=== Provided data ===

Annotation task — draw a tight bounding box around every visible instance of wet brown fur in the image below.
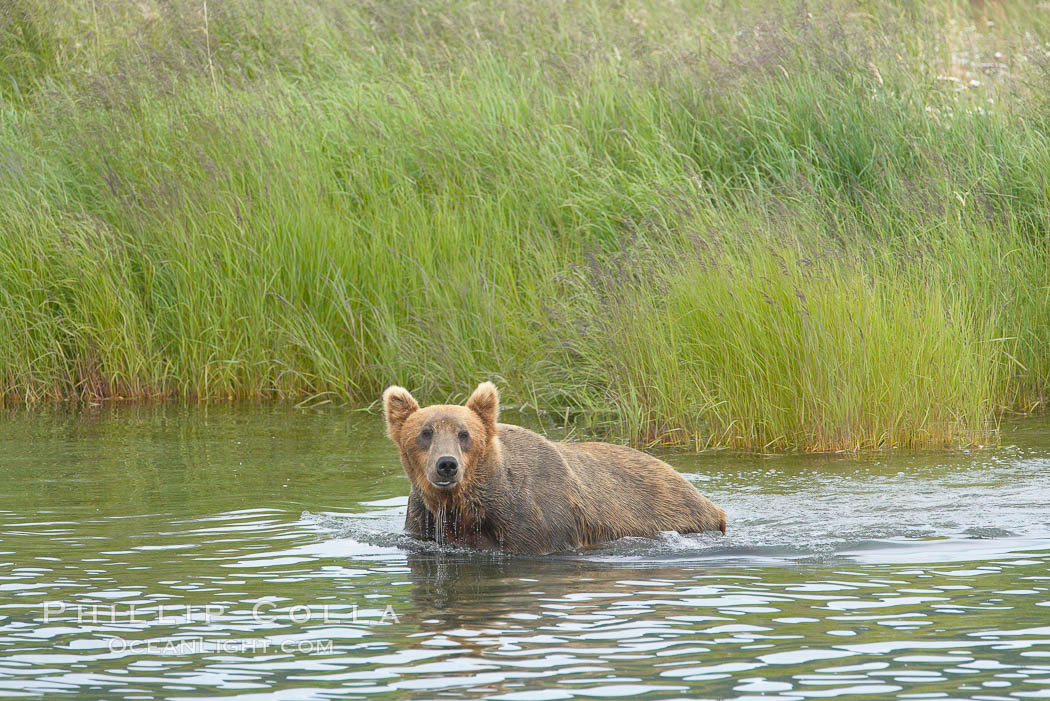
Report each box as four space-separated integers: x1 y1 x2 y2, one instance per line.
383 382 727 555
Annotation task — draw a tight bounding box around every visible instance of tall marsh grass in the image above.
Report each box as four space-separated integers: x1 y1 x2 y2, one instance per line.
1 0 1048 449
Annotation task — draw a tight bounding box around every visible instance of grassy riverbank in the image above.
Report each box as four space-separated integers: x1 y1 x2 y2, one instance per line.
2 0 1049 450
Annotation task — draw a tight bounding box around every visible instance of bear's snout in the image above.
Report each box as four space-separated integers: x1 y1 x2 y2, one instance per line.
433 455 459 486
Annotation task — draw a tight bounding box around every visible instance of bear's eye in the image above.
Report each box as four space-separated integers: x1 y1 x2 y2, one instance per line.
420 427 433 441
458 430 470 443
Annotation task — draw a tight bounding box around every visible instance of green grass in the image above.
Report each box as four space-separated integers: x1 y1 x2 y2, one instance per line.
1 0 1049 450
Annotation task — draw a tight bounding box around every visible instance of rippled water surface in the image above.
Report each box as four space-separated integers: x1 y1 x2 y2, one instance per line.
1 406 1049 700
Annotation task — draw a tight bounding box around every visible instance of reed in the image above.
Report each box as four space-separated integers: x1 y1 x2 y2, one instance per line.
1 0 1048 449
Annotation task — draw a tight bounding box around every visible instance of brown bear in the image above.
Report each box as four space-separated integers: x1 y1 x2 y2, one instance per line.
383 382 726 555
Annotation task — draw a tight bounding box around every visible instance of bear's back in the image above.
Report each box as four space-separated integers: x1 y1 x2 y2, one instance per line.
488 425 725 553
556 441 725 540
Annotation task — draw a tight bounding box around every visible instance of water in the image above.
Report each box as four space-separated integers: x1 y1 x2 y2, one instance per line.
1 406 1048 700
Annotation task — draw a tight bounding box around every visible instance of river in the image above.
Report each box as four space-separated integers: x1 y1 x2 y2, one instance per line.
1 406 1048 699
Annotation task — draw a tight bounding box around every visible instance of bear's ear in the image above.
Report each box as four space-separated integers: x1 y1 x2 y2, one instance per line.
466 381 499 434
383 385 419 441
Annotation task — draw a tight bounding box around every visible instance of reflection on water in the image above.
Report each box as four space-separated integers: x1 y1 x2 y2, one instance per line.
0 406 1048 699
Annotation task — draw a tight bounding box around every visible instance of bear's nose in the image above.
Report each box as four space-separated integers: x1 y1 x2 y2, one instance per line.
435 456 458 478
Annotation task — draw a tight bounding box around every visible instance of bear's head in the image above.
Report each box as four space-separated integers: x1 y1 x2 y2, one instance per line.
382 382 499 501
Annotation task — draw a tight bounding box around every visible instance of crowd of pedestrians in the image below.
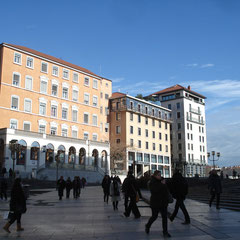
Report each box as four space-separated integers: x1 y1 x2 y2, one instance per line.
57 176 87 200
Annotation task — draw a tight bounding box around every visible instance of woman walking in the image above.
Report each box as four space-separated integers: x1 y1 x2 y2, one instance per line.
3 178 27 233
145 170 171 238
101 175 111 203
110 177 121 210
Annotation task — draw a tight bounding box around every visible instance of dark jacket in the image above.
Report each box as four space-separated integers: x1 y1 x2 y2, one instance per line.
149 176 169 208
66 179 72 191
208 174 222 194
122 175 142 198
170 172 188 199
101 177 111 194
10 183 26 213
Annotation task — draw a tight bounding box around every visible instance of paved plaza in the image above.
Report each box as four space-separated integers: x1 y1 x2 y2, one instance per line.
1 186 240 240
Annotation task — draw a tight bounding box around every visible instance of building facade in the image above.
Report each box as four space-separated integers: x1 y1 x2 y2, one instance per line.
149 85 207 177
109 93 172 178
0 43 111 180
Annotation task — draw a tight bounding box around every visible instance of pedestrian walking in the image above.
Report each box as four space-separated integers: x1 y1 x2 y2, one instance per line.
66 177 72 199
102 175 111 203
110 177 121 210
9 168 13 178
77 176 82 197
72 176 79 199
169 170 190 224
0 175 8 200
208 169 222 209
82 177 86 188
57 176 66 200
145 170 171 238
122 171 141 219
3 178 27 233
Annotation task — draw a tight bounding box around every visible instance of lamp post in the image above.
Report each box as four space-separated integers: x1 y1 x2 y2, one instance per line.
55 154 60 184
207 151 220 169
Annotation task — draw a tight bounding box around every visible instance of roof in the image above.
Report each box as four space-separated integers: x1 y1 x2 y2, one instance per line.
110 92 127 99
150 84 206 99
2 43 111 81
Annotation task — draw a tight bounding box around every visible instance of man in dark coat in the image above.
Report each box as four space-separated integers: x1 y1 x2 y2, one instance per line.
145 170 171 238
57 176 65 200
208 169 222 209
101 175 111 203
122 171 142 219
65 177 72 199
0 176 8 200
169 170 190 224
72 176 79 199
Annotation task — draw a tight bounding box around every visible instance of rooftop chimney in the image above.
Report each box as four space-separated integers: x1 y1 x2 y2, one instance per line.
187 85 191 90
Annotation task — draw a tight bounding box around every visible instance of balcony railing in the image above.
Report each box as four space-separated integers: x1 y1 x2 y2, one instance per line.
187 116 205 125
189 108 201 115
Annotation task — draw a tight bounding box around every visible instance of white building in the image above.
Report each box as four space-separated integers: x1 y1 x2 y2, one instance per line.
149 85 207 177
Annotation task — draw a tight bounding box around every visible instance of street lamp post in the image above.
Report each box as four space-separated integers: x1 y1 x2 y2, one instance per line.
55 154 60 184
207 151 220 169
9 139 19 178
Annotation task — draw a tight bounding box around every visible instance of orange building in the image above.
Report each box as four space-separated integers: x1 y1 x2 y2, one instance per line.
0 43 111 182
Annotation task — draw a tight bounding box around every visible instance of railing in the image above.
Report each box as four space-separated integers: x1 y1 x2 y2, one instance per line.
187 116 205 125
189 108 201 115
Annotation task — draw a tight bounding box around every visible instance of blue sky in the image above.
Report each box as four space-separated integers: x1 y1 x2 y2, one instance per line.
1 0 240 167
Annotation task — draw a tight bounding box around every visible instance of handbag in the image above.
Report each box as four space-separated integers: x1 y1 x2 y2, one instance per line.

===

Print out the entries once more, unchanged. No pictures.

Annotation task — draw a tight bounding box around every visible instance of wet brown fur in the image below.
Report each box as four space-separated integers: x1 y1 x2 y2, one instance per line.
383 382 727 555
Annotation task — draw a tight bounding box around every visible instance of tall marsh grass in the image above.
Report each box as four space-separated integers: x1 y1 x2 y2, one instance per line.
1 0 1048 449
Annotation task — draw a tight bounding box around every visible instance of grassy riverbank in the image above.
Report each box as four space-separated integers: x1 y1 x2 y2, one instance per line.
2 0 1049 450
Annotation task — draw a tight bounding box around every visible instance of bear's snout in the image above.
Report each box as four space-separated integers: x1 y1 x2 y2, one instance per line.
433 455 459 486
Annotation task — draw a tight bounding box around every visible instance of bear's eye in the image above.
Report each box as four space-separated integers: x1 y1 x2 y2, one instance per line.
420 427 433 441
458 430 470 443
Annotation task — draw a tight bounding box around every visible instance of green grass in the image above.
Report each box as four space-separated integers: x1 y1 x2 y2, one instance per line.
1 0 1049 450
Annotation task — draw a tight bounding box around every visible instance of rippled water surface in the image above.
Report each box as four space-separated integers: x1 y1 x2 y2, one instance per line.
1 406 1049 700
Annotation task — draw a tight bounding box around every visible instance of reed in the image above.
Report each box as four space-separated integers: x1 y1 x2 y2, one instance per line.
1 0 1048 449
Annotation task — draw a tight bounding box around every visible instance of brown bear in the image above.
Report each box as four space-separated integers: x1 y1 x2 y2, one instance per line.
383 382 726 555
Annotation task — draw a tight bounding box around every visible instance of bear's back in the image above.
Report each box as four space-separated integers: x1 y1 x2 y2, one instance per line.
488 425 725 553
556 441 725 540
Annotation task — draw a tight bounding box around every visible instance of water in the image above.
Report each box as four space-separated integers: x1 y1 x2 y2, one instance per line.
1 406 1048 700
Annotation task — draw a tight bounding box around every visible instance of river in the image above.
Report each box as four space-separated integers: x1 y1 x2 y2, one instance per line.
1 406 1048 699
Annotation task — draw a tight bounding box around every visible instance of bear's ear in the image above.
Report each box as four space-separated integers: x1 y1 x2 y2, one instance per line.
466 381 499 434
383 385 419 441
Annotation task — draw a tight bounding box around every visible instance of reflection on water in the image above.
Report each box as four space-separated integers: x1 y1 x2 y2, one instance per line.
0 406 1048 699
Annotation task — draw a tight bounding box around every visible instance of bear's nose in the image above.
Report each box as four space-separated integers: x1 y1 x2 y2, one instance per line.
435 456 458 478
Annotation task — draw a tight bounding box around every visible instance of bear's head in the image above.
Report each box as four space-separated integers: x1 y1 x2 y2, one instance per line.
382 382 499 501
Annotation task — draw a tight bounding box around every visible instance of crowd of pedestrians in the image below.
Report each box as four space-separated integers: x1 y1 x2 y2, one instance per line.
57 176 87 200
Annotation task — draw a tight bounding box around every visible instance of woman walking in the image above.
Report each box as four space-separated integers: x1 y1 x2 y2, one instance per line.
3 178 27 233
145 170 171 238
101 175 111 203
110 177 121 210
Annotation task — draw a tight bounding box around every visible instance of dark jacket in the image above.
Report each box as four space-separated integers: x1 y1 x2 y2, one instance per line.
149 176 169 208
66 179 72 191
208 174 222 194
122 175 142 198
170 172 188 199
101 177 111 194
10 183 26 213
Annotation task — draw a tight bounding box around every visible instance of paved plaza in the image above.
Report each box as four space-separated integers: x1 y1 x2 y2, one instance per line.
1 186 240 240
Annotation task — draw a tight bounding box around every visible instance of building facade in the image above.
Report each box as four space-separated integers: x1 y1 x2 y2, one instance per line.
149 85 207 177
109 93 172 178
0 43 111 180
Annotation task — draw a tight bounding box around every visible instance of pedestrian walking in the image above.
Report each box as four space-separated integers: x1 y1 x2 y2, one instance per line.
66 177 72 199
102 175 111 203
110 177 121 210
9 168 13 178
77 176 82 197
72 176 79 199
169 170 190 224
0 175 8 200
208 169 222 209
82 177 86 188
57 176 66 200
145 170 171 238
122 171 141 219
3 178 27 233
Annotation task — draw a tight bounding box around every visible instance of lamp post in the image above.
Report each box as four space-separated integers: x1 y1 x2 y2, one instance per line.
55 154 60 184
207 151 220 169
Annotation task — draw a tight bounding box around every visible instance of roof in the image above.
Report each box as four space-separated integers: x1 y1 x2 y2, one instance per line.
110 92 127 99
150 84 206 99
2 43 111 81
Annotation task — draw a tight bounding box around every visible instance of man in dark coat in the image above.
Report each box as four space-separated integers: x1 y1 x2 y2, one instance per line.
145 170 171 238
57 176 65 200
208 169 222 209
101 175 111 203
122 171 142 219
65 177 72 199
0 176 8 200
169 170 190 224
72 176 79 199
Annotation task — draw a tight bounding box around every visible instance of rooftop chimney in the image above.
Report each box as four space-separated integers: x1 y1 x2 y2, one instance per line.
187 85 191 90
Annotation task — draw a tight bounding box around every visible instance of balcony railing in the image above.
Report each box as four space-separated integers: x1 y1 x2 y2, one instance per line.
187 116 205 125
189 108 201 115
Annotation task — draw a tight bounding box around every visible instance of white building in the image above.
Report each box as four space-separated integers: x1 y1 x2 y2, one instance per line.
149 85 207 177
Annotation task — draw a tight bounding box around every visible instance of street lamp post in the image above.
Report each box as four space-separated integers: x1 y1 x2 y2, one instance per line.
55 154 60 184
207 151 220 169
9 139 19 178
Annotation task — draw a tight bounding box around every visible instance of orange building in the image above.
Report each box as four space-separated integers: x1 y1 x2 y2, one instance per line.
0 43 111 182
Annotation task — draw a tight bounding box around every visible instance of railing in the image above.
Report each box as four space-separated integers: x1 y1 x2 y2, one instance per line.
187 116 205 125
189 108 201 115
Annotation task — draw a tight bounding box around every visible instance of blue sky in the image above.
Report each box as four space-separated integers: x1 y1 x2 y2, one instance per line.
1 0 240 167
Annotation task — draw a tight bounding box around every visible instance of handbag in the image above.
Report each box as four space-separated integers: x1 y1 x2 y2, one instance per line.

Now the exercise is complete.